» DATA RECORDS:
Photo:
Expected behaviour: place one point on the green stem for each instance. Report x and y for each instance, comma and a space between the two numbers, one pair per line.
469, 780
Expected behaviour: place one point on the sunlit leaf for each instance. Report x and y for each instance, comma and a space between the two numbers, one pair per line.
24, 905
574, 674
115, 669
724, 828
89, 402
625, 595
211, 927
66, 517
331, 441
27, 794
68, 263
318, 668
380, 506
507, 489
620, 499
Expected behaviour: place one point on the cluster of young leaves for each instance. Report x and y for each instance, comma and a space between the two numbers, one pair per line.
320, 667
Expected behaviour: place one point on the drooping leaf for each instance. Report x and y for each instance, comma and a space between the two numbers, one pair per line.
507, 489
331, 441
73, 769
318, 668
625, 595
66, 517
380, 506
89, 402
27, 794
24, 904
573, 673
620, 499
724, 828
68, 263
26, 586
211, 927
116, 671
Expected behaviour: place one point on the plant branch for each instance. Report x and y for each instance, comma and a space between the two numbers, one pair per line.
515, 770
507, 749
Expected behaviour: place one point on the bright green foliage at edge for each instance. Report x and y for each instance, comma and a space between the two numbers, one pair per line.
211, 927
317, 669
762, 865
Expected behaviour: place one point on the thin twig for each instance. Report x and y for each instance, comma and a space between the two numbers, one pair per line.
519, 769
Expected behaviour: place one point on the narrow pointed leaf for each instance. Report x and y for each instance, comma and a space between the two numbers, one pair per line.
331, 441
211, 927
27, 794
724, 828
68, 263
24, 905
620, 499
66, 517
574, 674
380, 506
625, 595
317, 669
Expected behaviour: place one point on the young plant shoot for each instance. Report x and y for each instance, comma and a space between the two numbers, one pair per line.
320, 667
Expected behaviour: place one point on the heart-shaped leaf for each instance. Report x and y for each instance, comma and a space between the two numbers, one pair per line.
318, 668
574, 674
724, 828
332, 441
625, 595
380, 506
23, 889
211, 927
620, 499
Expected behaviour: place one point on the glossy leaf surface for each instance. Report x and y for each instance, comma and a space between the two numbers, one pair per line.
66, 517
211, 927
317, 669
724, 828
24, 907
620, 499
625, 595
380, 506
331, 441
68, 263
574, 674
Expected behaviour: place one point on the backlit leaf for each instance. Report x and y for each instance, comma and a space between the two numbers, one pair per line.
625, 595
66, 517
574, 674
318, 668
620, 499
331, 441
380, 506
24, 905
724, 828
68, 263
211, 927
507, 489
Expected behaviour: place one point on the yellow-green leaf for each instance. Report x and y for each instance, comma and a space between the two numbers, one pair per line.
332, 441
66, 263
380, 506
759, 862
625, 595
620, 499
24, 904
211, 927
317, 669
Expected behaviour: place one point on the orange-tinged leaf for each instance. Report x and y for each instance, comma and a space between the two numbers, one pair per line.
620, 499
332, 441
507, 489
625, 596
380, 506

» WHAT YOU WILL DO:
Duplicate all of the entries above verbatim, line for line, with nothing added or left out.

» OUTPUT:
Photo:
Expected behaviour: place one point on the green stem for each instance. Report x and y for each instance, comma and a space between the two numbers, one pair per line.
469, 780
Expected behaviour: place one point on the sunlit leaf for each instance. Report x and y for each instance, comma and a space between the two numbers, one pair per line.
24, 905
574, 674
115, 669
724, 828
89, 402
625, 595
211, 927
66, 517
331, 441
27, 794
68, 263
318, 668
380, 506
507, 489
620, 499
Expected behaviour: place one point on the cluster of young leaves for each instance. Report x and y for each instance, comma and a space between the two numbers, one pair per line.
320, 667
Expected behaviour: place one point on the drooping leaf for each instance. Report x and y for each instance, comma and a space between the two numbers, one pair per line.
507, 489
331, 441
73, 769
318, 668
625, 595
66, 517
380, 506
89, 402
27, 794
24, 904
573, 673
620, 499
724, 828
68, 263
26, 586
211, 927
116, 671
Expected behaviour: place one point on the plant branch for each instance. Report x and y for each instance, comma and a space between the two numbers, one pair per line.
515, 770
507, 749
Expected behaviour: place one point on the bright green foliage at edge for each instance. Report x and y for each instance, comma and a space between the two numbers, one pair per line.
211, 927
317, 669
762, 865
Expected behaviour: place one point on the thin twig for each instance. Report x and y for each instance, comma and a space between the two numbers, one pair per line.
519, 769
Expected behaviour: place one point on the narrow pointed leaf for each instance. Report x and y for each instance, comma and a space between the two numbers, one pair per line.
331, 441
211, 927
27, 794
724, 828
68, 263
24, 905
620, 499
66, 517
574, 674
380, 506
625, 595
317, 669
Expected behaviour: place one point on the young plant shoot for each instance. Report x and y for each instance, comma and a space between the two numbers, one pair per line.
320, 667
Expected behaviour: place one point on the heart-shaped leaf for each instance. Report x and y for each instance, comma and a space between the two numbers, one pair per line.
318, 668
574, 674
724, 828
332, 441
625, 595
380, 506
23, 889
211, 927
620, 499
Expected behaviour: place one point on the glossy leaf surface for each instance. Report x and y for each instance, comma and a space between the two numbers, one pair per line.
66, 517
211, 927
317, 669
724, 828
24, 907
620, 499
625, 595
380, 506
331, 441
68, 263
574, 674
Expected behaviour: place one point on the backlit leaf for each instance. Report x and y for each instance, comma and a space between the two numbers, one pair per line.
625, 595
66, 517
574, 674
318, 668
620, 499
331, 441
380, 506
24, 905
724, 828
68, 263
211, 927
507, 489
Expected behaviour: place one point on the yellow-green leaf for each instance. Report x and y for each instance, comma and a space between the two numbers, one pair per line.
332, 441
66, 263
380, 506
759, 862
625, 595
620, 499
24, 904
211, 927
317, 669
Expected behaviour: place one point on the orange-tinged leaf for each instance. Report x and y for each instance, comma and a space between the two numbers, one pair per line.
620, 499
332, 441
507, 489
625, 596
380, 506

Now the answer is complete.